Complete the following:
**A.** In the issue about library-specific mangling compression, how many characters are available following S for library-vendor abbreviations?
**B.** Continue the issue about library-specific mangling compression, starting after its last sentence.

Passage to read:
++++++++++
Skip to content
New issue

Have a question about this project? Sign up for a free GitHub account to open an issue and contact its maintainers and the community.

By clicking “Sign up for GitHub”, you agree to our terms of service and privacy statement. We’ll occasionally send you account related emails.

Already on GitHub? Sign in to your account

Approach for library-specific mangling compression #70

Open
rjmccall opened this issue Nov 19, 2018 · 15 comments
Open

Approach for library-specific mangling compression #70

rjmccall opened this issue Nov 19, 2018 · 15 comments
Labels

Comments

@rjmccall
Copy link
Collaborator

libc++ is revising its ABI, at least for some of its clients, and is very interested in using new "catalog" substitutions for the new ABI.

Some of its clients that wish to use a new ABI also correspond to new targets, but libc++ is not suggesting that they would use target-specific mangling rules; instead, they will also be changing their versioning namespace from __1 to __2 for these clients, and so manglings will not change for any existing entities.

We should recognize that the list of "catalog" substitutions is likely to keep growing. This will surely not be the last ABI version of libc++; further, the C++ committee will surely add more entities to the standard library; and then, libc++ may only belatedly realize that a particular entity was worth compressing, such that it will only be in the catalog for ABI versions N and higher. And, of course, this catalog offer also has to be extended to other standard library implementations, and in some cases they may need to put slightly different entries in the catalog. So the cataloging work will scale by the number of implementations, and the number of ABI versions, and the size of the standard library.

Nevertheless, I personally feel that it's appropriate for the Itanium ABI to support a large catalog here. If we're careful about the structure of these substitutions, we can keep the costs from getting too obviously combinatorial. But I'd like to get consensus on this before encouraging libc++ to start investigating which substitutions to include.

My current thinking is that we should add this in a fairly structured way to the grammar:

  <substitution>   ::= S <library-vendor> <library-version number> <library-entity>

  <library-vendor> ::= c     # libc++
  etc.

  <library-entity> ::= s     # lib::basic_string<char, lib::char_traits<char>, lib::allocator<char>>
  <library-entity> ::= up    # lib::unique_ptr
  etc.

with the expectation that there's an ad hoc rule for turning a combination of a library vendor and version into a namespace. Manglers and demanglers then only need to know three things:

  • the mapping of library-entities to/from relative entities within the library namespace,
  • the mapping of a particular vendor+version to/from a particular library namespace, and
  • the set of library-entities that are substituted in any particular vendor+version.

We should be relatively parsimonious about adding new library-vendor abbreviations, especially one-byte ones; there are only 19 characters available following S. This could create a bit of a political minefield in the future.

Library version numbers don't have to correspond to any versioning scheme used elsewhere. In particular, they do not have to correspond to the number used in e.g. std::__2. Note that one advantage of adding these compressions is that it eliminates some of the pressure for library vendors to use short names for their versioning namespaces in the first place. In fact, we may want to encourage libraries to use namespaces that are systematized the same way as the mangling, e.g. std::__c2 — although they might not want to do that, since such names have a habit of making their way into user-visible diagnostics.
++++++++++
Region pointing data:
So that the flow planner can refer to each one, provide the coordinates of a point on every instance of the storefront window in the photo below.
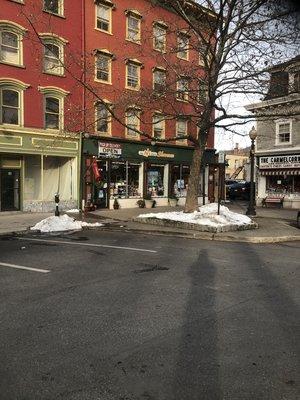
(280, 184)
(155, 180)
(124, 180)
(179, 179)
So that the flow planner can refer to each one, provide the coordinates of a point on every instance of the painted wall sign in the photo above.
(109, 150)
(159, 154)
(287, 161)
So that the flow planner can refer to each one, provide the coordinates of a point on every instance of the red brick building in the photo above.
(141, 61)
(39, 155)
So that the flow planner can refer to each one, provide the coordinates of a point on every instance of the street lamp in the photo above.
(251, 207)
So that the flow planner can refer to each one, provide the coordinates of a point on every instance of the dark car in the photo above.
(239, 190)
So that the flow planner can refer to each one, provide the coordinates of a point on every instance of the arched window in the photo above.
(11, 45)
(10, 106)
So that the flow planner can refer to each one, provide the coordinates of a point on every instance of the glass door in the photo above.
(10, 189)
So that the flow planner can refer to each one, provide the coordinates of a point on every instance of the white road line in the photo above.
(43, 271)
(88, 244)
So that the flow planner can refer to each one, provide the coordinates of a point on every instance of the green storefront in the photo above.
(34, 165)
(130, 170)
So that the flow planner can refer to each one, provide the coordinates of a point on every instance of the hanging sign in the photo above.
(109, 150)
(288, 161)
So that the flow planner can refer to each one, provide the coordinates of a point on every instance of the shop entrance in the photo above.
(10, 189)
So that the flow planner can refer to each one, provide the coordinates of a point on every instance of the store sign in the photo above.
(157, 154)
(109, 150)
(289, 161)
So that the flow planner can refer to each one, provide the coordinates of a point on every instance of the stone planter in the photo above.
(149, 203)
(173, 202)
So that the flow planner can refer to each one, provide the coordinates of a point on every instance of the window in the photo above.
(103, 67)
(182, 89)
(103, 119)
(53, 58)
(133, 72)
(181, 129)
(104, 17)
(132, 122)
(54, 6)
(133, 28)
(52, 113)
(183, 46)
(159, 37)
(158, 122)
(10, 106)
(283, 130)
(159, 80)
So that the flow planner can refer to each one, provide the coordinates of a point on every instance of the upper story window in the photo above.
(133, 25)
(132, 122)
(103, 66)
(133, 75)
(183, 46)
(159, 37)
(104, 16)
(283, 132)
(11, 101)
(11, 43)
(54, 6)
(103, 119)
(53, 107)
(159, 80)
(182, 93)
(158, 123)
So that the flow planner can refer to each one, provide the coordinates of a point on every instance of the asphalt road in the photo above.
(187, 320)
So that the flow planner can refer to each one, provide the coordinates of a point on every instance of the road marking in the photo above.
(43, 271)
(89, 244)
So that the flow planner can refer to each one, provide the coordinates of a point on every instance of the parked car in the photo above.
(239, 190)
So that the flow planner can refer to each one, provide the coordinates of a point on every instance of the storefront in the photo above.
(33, 167)
(279, 174)
(128, 171)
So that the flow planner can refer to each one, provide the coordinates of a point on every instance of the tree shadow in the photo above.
(197, 369)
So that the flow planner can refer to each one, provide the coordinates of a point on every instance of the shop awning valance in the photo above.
(280, 172)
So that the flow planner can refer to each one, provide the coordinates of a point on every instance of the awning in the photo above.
(280, 172)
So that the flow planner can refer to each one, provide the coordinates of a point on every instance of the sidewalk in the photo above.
(275, 225)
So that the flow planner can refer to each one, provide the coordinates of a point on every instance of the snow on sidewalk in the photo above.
(62, 223)
(207, 215)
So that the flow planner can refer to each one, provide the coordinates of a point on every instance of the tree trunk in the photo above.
(191, 203)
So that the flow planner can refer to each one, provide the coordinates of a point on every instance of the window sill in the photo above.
(12, 65)
(134, 42)
(53, 74)
(101, 30)
(104, 82)
(54, 14)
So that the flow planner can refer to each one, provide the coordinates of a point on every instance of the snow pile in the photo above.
(207, 215)
(61, 223)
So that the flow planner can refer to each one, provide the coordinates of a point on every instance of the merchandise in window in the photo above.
(9, 47)
(52, 113)
(103, 17)
(155, 180)
(10, 107)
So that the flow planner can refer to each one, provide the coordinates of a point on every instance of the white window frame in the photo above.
(163, 29)
(161, 123)
(137, 114)
(109, 7)
(60, 12)
(19, 31)
(283, 122)
(109, 119)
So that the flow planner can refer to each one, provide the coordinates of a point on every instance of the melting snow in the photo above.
(207, 215)
(61, 223)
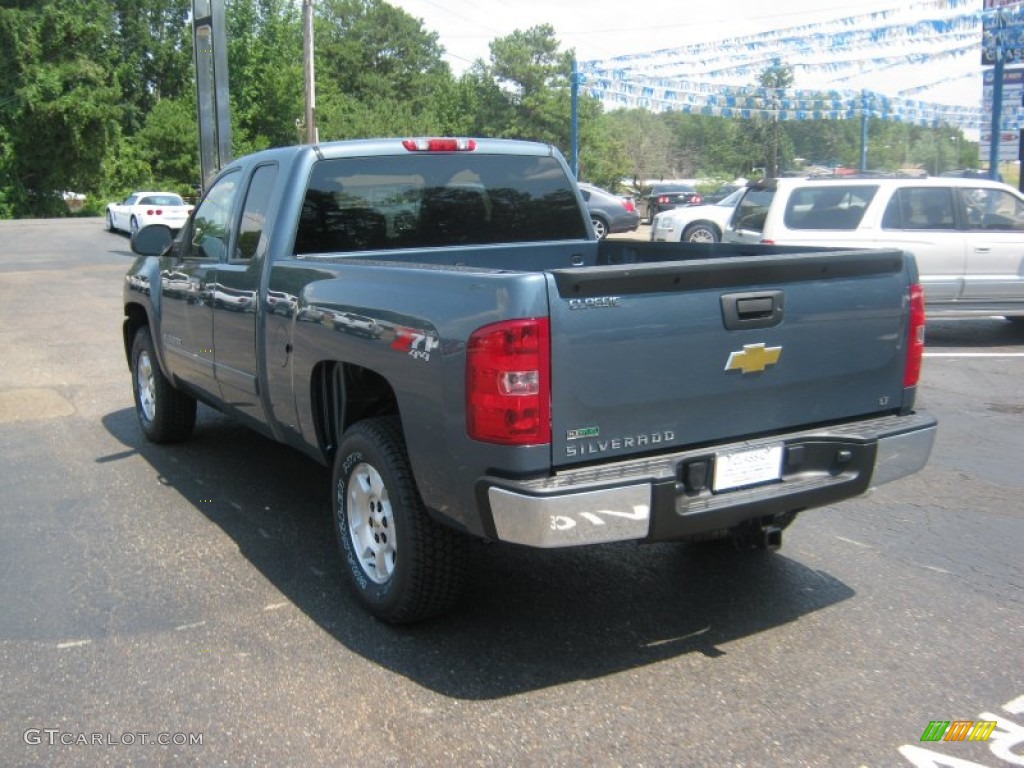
++++++++++
Results in order:
**A.** 19

**B.**
We may want to consider whether these substitutions should introduce candidate substitutions for the seq-id compression. seq-id substitutions will often be shorter than these 4–5-byte catalog substitutions, which isn't possible for the current catalog. Of course, introducing candidates this way may also lengthen other candidates.

@rjmccall
Copy link
Collaborator Author

Tagging @jicama and @zygoloid especially.

@daveedvdv
Copy link

daveedvdv commented Nov 19, 2018 via email

@rjmccall
Copy link
Collaborator Author

rjmccall commented Nov 19, 2018

I’m worried about tying mangling to non-source attributes like “vendor”: How does a compiler “know” which vendor’s library it is compiling?

It doesn't, sorry for being unclear. Let me try to explain that part better.

  1. As part of this proposal, the Itanium ABI would start keeping track of the inline namespaces used by various library vendors. Library implementors using ABI-versioning namespaces are generally already trying to avoid using namespaces that have been used by other implementors, so even completely ignoring compression, it makes sense for someone to act as a central registrar for these namespaces as a service to the community. Part of the purpose of the Itanium ABI is to encourage coordination between implementors, so it's abstractly reasonable for us to take that on; the only more central organization I can think of is the ISO committee, and if they'd like to do it, that's fine, too.

  2. The Itanium ABI would gradually grow a catalog of inline-namespace-relative substitutions, like std::<ns>::basic_string => b. We can grow this catalog without regard to ABI concerns: an entity being in the catalog doesn't mean it's abbreviated for any particular library. This catalog would be seeded with the seven substitutions that we apply in std:: (or at least it could be — arguably some of those don't merit single-character abbreviations).

  3. The Itanium ABI's registry of inline namespaces would optionally associate them with a vendor prefix + version and a subset of the catalog. New namespaces would presumably incorporate the entire current catalog as of that date.

  4. Manglers and demanglers would be responsible for turning entities within registered namespaces into the appropriate short mangling and vice-versa. So there's no extrinsic knowledge of the library vendor required here, just recognition that an entity is declared within a particular namespace which is known to the ABI.

  5. We would encourage library vendors to use a systematized approach for naming their inline namespaces, like std::__libcxx_v2. Maybe we'd even require this as a condition of getting the compression. This is much longer than they'd currently consider, but it no longer matters for symbol-table sizes because they're getting compressed to (at least) Sc2t, and the inline namespace names don't occur often enough in source code to make a difference to compile times.

@zygoloid
Copy link
Contributor

It strikes me that there are three major stakeholders here:

  • Standard library authors want to be able to add new mangling shorthands, and have these be respected by existing compilers. They need to have stable ABIs, so it's unacceptable to introduce a name and then have a time delay before all compilers mangle it using a new substitution.
  • Compiler vendors want to be able to support shortened manglings, and don't want to be continuously updating the code that detects mangling shorthands for various different libraries. They also don't want to introduce ABI breaks when doing so.
  • Demangler vendors (more generally, anyone who wants to be able to interpret mangled names) would like to understand what such mangled names mean. Assumption: it's not completely critical for them to be able to demangle new shorthands added since the demangler was built, but they should still be able to produce a demangling for the name as a whole even if they need to replace the substitution with placeholder text.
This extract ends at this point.